WHAT YOU NEED TO DO: Reproduce the lines below, from the line with "Identify the flower" up to and including the line with "top-left (134, 0), bottom-right (160, 23)", with "flower bud" changed to "tulip bud" and nothing else altered.

════

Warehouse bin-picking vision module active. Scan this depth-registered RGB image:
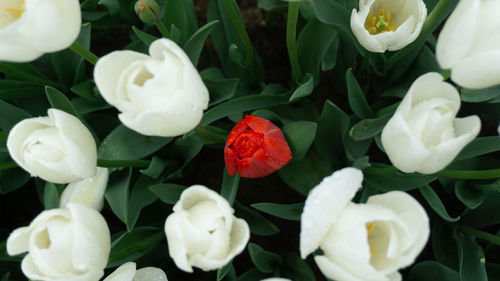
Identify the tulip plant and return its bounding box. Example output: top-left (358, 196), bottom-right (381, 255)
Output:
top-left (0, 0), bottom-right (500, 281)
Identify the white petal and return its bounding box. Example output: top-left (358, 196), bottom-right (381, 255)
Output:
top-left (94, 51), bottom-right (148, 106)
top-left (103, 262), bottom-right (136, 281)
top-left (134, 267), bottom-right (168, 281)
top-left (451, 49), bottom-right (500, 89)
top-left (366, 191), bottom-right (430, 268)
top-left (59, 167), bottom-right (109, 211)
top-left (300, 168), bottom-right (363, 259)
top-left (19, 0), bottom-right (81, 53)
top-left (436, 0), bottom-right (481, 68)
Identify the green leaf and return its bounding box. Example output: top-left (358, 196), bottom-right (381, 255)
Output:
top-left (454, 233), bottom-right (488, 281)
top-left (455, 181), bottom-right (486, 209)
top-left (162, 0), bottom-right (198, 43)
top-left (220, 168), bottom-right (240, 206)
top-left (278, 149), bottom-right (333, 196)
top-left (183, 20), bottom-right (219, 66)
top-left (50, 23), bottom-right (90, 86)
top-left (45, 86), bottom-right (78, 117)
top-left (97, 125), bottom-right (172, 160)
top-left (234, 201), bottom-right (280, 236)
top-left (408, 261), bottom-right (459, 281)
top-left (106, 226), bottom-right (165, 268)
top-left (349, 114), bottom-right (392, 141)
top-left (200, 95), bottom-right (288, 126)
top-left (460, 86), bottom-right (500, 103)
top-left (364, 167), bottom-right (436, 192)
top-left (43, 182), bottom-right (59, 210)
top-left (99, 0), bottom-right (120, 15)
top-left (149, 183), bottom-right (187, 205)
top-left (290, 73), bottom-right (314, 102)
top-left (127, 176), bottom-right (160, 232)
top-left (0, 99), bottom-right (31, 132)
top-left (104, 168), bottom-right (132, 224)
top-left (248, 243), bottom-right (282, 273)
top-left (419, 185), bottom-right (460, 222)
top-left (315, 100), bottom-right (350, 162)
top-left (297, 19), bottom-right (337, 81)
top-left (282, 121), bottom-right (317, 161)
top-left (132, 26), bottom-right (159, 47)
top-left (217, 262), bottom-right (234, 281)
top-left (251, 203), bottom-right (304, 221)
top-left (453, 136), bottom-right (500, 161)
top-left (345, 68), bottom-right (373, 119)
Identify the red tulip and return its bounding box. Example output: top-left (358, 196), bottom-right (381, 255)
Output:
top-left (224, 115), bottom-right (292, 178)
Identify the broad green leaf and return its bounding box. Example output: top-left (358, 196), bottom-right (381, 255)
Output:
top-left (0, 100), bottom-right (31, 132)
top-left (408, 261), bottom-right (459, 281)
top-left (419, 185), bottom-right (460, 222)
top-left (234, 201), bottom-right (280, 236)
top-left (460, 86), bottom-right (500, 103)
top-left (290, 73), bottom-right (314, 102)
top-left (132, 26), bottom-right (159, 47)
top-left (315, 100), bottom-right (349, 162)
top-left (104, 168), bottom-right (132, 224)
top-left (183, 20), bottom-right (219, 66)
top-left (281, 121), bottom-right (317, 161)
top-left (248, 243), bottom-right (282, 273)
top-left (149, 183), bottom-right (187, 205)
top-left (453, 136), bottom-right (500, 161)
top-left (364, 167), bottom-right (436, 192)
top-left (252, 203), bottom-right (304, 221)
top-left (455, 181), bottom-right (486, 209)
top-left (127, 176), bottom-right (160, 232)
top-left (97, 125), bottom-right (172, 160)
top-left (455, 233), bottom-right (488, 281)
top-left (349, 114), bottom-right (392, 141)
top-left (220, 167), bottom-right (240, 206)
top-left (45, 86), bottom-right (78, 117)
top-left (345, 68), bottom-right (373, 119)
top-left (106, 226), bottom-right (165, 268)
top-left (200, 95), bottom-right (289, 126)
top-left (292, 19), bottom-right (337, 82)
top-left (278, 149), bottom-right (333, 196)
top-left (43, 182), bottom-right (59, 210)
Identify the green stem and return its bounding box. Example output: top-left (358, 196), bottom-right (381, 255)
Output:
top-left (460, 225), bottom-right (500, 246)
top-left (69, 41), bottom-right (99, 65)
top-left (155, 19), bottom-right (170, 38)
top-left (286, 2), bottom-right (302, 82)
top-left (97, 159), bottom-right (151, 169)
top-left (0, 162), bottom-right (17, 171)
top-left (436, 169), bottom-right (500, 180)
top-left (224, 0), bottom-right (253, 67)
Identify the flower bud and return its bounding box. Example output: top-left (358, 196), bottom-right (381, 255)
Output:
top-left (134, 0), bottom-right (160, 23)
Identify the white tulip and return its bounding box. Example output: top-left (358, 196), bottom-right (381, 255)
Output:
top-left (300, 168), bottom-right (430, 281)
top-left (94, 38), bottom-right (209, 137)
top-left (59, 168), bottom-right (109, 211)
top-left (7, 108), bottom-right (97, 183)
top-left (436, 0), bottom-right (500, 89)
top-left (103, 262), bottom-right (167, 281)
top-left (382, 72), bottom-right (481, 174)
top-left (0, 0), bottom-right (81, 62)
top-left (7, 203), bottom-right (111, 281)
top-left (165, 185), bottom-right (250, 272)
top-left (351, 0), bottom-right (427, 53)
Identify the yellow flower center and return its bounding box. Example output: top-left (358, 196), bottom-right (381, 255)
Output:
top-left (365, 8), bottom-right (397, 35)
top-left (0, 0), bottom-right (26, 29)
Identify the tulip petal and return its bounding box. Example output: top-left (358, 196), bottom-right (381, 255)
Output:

════

RESULT:
Identify the tulip bud and return its bounding box. Example output: top-left (358, 196), bottom-right (381, 255)
Output:
top-left (134, 0), bottom-right (160, 23)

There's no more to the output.